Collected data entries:

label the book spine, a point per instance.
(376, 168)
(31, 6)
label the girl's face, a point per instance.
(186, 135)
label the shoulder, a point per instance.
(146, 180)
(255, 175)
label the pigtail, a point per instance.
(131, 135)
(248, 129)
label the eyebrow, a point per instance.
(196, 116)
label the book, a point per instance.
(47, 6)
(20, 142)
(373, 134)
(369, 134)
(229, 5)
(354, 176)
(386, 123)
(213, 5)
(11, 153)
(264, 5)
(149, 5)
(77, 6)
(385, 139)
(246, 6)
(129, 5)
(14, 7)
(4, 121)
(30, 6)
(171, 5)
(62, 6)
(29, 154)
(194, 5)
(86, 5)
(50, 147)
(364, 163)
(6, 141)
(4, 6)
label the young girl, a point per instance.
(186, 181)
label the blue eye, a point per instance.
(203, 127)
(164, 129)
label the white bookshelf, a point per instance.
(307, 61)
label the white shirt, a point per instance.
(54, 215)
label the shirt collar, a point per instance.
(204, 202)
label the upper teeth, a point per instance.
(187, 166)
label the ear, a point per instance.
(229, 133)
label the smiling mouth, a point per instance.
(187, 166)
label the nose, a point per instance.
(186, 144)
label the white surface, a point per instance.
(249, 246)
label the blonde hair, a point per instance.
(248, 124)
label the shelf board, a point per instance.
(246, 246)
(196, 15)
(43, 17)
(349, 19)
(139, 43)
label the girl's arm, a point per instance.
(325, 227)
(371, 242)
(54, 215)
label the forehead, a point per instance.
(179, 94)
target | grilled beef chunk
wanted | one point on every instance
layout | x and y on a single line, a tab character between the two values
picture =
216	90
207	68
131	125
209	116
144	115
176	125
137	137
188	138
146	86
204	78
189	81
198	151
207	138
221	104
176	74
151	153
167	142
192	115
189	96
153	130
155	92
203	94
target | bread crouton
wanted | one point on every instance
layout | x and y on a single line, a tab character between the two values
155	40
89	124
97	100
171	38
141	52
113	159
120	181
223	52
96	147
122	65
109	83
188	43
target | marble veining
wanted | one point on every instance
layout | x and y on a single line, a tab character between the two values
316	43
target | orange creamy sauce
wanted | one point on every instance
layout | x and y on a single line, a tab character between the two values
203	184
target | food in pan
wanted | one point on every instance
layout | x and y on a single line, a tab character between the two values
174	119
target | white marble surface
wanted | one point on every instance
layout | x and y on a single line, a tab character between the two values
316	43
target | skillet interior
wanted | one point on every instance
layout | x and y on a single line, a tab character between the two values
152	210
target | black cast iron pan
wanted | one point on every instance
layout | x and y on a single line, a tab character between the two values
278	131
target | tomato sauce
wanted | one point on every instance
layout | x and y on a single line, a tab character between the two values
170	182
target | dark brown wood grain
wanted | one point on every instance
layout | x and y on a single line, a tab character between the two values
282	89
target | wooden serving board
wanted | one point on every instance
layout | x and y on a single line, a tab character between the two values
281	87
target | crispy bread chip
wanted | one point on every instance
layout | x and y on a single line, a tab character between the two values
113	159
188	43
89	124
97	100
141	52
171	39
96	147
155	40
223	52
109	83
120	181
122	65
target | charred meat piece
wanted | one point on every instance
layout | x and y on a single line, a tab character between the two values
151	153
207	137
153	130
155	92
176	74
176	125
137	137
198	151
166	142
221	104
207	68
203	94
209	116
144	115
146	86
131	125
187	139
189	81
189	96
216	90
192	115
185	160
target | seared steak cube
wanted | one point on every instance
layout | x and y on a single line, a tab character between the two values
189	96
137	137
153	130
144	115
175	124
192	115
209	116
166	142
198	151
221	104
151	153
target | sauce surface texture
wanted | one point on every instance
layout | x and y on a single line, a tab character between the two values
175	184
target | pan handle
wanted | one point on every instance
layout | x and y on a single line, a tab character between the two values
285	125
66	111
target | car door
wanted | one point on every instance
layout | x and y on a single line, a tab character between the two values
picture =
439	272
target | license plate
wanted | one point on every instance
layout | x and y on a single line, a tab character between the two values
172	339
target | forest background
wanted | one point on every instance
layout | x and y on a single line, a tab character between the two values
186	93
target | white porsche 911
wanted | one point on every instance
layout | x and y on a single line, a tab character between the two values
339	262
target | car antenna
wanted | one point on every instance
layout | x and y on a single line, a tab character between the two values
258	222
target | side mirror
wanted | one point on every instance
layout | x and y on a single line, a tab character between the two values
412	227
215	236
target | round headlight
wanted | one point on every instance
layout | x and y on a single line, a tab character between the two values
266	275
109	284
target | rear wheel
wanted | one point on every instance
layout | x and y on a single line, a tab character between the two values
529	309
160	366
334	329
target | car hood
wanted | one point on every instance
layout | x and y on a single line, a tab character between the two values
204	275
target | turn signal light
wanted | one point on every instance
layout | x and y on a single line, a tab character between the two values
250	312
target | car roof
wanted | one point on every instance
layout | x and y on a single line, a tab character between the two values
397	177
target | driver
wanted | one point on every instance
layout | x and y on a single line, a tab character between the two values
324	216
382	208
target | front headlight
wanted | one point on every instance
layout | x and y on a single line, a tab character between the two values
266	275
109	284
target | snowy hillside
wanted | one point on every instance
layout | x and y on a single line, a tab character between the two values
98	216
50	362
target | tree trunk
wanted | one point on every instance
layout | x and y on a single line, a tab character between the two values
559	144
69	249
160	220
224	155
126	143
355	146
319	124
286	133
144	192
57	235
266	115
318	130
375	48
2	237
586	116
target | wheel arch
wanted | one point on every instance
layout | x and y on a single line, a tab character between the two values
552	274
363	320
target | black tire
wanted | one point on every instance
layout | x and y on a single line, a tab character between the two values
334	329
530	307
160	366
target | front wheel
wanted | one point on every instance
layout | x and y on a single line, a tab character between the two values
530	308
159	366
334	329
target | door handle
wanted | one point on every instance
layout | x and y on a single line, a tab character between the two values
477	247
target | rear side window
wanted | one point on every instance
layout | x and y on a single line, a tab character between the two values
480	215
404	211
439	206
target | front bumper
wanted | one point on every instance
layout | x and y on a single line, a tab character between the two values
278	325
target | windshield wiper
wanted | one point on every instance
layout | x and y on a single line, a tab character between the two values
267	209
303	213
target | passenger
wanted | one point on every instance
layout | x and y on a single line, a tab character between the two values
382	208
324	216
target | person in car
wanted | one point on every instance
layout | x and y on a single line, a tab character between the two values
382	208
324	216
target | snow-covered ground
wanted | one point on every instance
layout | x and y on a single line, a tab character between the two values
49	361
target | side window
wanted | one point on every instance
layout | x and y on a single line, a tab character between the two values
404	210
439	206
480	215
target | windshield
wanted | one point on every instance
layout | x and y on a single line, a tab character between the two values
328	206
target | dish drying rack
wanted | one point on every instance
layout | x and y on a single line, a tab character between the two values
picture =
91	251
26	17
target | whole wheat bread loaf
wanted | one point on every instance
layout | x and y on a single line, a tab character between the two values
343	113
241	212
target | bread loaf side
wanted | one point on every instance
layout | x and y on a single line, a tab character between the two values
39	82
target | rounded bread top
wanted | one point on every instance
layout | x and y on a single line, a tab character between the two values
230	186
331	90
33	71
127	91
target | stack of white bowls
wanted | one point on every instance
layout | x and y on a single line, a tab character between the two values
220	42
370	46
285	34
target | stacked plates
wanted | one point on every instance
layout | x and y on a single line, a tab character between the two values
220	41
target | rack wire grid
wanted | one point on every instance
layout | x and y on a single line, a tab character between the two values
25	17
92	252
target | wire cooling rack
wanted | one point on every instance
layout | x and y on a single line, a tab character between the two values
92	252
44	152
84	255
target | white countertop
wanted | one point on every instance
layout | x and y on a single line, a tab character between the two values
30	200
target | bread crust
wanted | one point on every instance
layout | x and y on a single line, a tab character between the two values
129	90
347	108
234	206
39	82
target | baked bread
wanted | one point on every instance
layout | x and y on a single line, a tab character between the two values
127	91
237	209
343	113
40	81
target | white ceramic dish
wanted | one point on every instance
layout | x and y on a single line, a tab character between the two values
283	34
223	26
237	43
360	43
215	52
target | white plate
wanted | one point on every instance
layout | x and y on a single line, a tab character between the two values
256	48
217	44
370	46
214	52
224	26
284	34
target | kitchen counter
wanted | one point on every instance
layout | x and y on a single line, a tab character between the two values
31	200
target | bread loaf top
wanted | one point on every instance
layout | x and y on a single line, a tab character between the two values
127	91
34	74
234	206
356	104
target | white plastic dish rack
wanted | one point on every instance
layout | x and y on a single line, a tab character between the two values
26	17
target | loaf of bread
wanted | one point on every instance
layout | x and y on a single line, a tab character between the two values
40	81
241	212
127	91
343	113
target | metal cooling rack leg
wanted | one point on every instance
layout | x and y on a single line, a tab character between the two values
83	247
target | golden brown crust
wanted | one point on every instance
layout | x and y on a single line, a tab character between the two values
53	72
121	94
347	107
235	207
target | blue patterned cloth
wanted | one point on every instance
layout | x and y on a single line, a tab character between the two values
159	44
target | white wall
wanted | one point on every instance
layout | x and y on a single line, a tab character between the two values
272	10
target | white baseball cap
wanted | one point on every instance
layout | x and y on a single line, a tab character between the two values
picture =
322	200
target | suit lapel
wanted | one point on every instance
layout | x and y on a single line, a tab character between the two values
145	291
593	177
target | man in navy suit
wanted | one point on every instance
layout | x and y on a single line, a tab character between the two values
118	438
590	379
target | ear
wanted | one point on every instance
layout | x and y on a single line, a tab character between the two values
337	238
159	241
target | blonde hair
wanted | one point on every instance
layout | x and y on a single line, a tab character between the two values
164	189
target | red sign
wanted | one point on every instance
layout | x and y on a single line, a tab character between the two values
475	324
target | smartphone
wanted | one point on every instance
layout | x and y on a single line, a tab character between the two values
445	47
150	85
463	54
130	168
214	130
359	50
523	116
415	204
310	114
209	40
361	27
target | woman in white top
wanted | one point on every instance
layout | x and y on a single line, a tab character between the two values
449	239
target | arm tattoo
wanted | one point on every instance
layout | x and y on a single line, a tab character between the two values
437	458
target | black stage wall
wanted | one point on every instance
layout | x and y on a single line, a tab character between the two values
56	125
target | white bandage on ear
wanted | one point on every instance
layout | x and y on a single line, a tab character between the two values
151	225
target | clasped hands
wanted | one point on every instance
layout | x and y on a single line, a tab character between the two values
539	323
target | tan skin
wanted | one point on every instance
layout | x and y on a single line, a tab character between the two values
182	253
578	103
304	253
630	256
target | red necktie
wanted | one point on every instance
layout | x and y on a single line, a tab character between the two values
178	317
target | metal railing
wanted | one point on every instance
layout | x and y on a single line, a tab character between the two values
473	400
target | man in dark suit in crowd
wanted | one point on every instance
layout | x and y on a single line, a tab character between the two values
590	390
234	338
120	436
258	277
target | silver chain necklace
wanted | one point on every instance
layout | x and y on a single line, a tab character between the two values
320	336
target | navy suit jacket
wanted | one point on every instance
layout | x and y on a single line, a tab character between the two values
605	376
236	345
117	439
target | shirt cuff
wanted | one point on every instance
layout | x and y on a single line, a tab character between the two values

> _Problem_: If a line above holds "bread", count it; say how many such lines there are and nothing else.

> _Response to the task_: 9